Please reproduce, exactly and with nothing else, every line from the one containing "TARGET: car rear wheel" through the last line of the records below.

[[ Material to process open ]]

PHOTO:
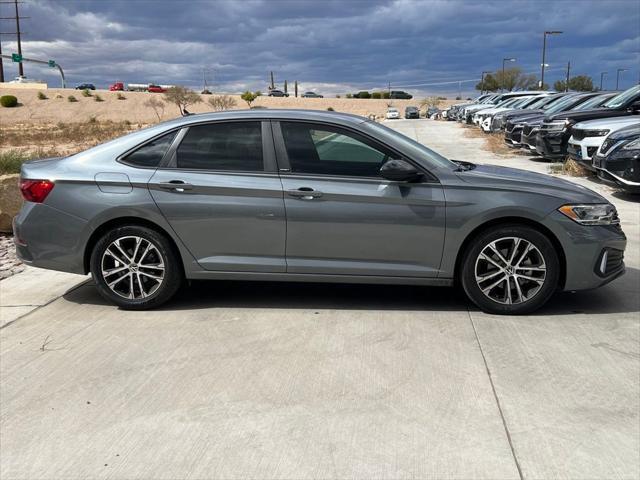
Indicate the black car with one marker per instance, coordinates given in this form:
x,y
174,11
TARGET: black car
x,y
274,92
516,121
555,131
411,112
618,159
399,94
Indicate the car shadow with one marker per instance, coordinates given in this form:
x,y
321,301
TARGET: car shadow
x,y
616,297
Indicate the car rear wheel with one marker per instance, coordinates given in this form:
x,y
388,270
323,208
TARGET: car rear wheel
x,y
510,270
135,268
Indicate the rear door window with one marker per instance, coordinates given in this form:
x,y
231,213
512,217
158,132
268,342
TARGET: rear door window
x,y
233,146
150,154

[[ Material to process closed ]]

> **Solution below**:
TARGET: car rear wheel
x,y
510,270
135,268
Indicate the rear door window with one marker per instance, coordinates given in this form:
x,y
231,213
512,217
158,132
268,342
TARGET: rear door window
x,y
233,146
150,154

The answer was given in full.